CONSIGNE:
Reproduisez à l'identique, dans l'extrait ci-dessous consacré au court-métrage La loi du déshonneur, le passage qui s'ouvre sur les mots contenant « S’inspirant d’un sordide » et s'achève sur « nous viens-tu ? ».

EXTRAIT FOURNI:
Dans La loi du déshonneur, Francisco Luzemo retrace un bref moment de la vie de Binta. Jeune femme d’origine africaine, Binta vit une vie épanouie et insouciante pour peu que sa maman et ses dogmes religieux la laissent en paix. Car à presque 25 ans, il est plus que temps que la jeune femme prenne mari et fonde une famille. Mais sa liberté, Binta y tient, d’autant plus qu’elle vit un amour fou avec… une femme. Fodé, son frère qui sort de prison et monstre de violence autant que de mal-être, ne l’entend pas de cette oreille.
S’inspirant d’un sordide crime d’honneur qui ébranla l’actualité il y a quelques années, Francisco utilise un mini-budget pour faire un court-métrage maxi-courageux et percutant. Filmant un Charleroi dantesque vacillant entre sa beauté industrielle et sa violence prégnante, le réalisateur manie ses influences (Maïwenn, Spike Lee, Michael Mann) et impose une marque de fabrique destinée à faire parler d’elle. Dans la veine de Black, Francisco est une des pépites belges à suivre tant il a le bagout de proposer autre chose que ce qu’on voit d’habitude. Et avec la manière qui plus est. Interview.
Bonjour Francisco, d’où nous viens-tu ?
Mon parcours fut somme toute classique, mais toujours avec cet intérêt pour l’art. Déjà en secondaires, j’avais pris une option théâtre. Après quoi, j’ai suivi des études d’écriture multimédia à Condorcet avant de rejoindre l’INRACI à Bruxelles, là où j’ai rencontré tous les potes qui forment cette équipe.

DONNÉES FOURNIES:
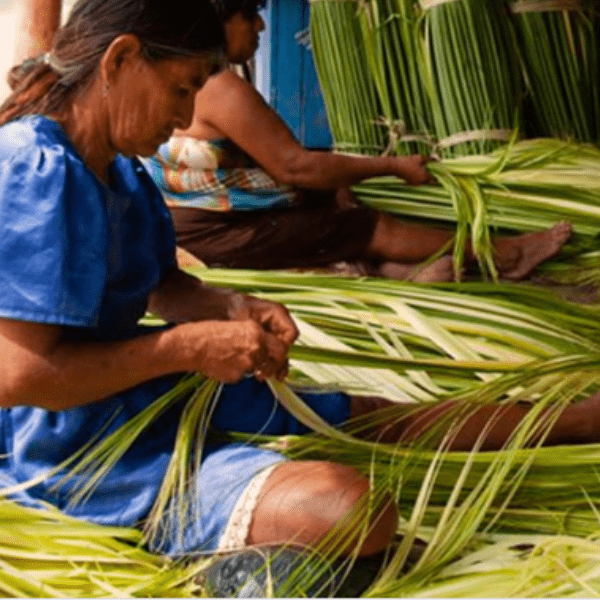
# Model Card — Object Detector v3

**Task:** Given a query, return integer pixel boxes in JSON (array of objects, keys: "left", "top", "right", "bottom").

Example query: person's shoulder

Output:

RÉPONSE ATTENDUE:
S’inspirant d’un sordide crime d’honneur qui ébranla l’actualité il y a quelques années, Francisco utilise un mini-budget pour faire un court-métrage maxi-courageux et percutant. Filmant un Charleroi dantesque vacillant entre sa beauté industrielle et sa violence prégnante, le réalisateur manie ses influences (Maïwenn, Spike Lee, Michael Mann) et impose une marque de fabrique destinée à faire parler d’elle. Dans la veine de Black, Francisco est une des pépites belges à suivre tant il a le bagout de proposer autre chose que ce qu’on voit d’habitude. Et avec la manière qui plus est. Interview.
Bonjour Francisco, d’où nous viens-tu ?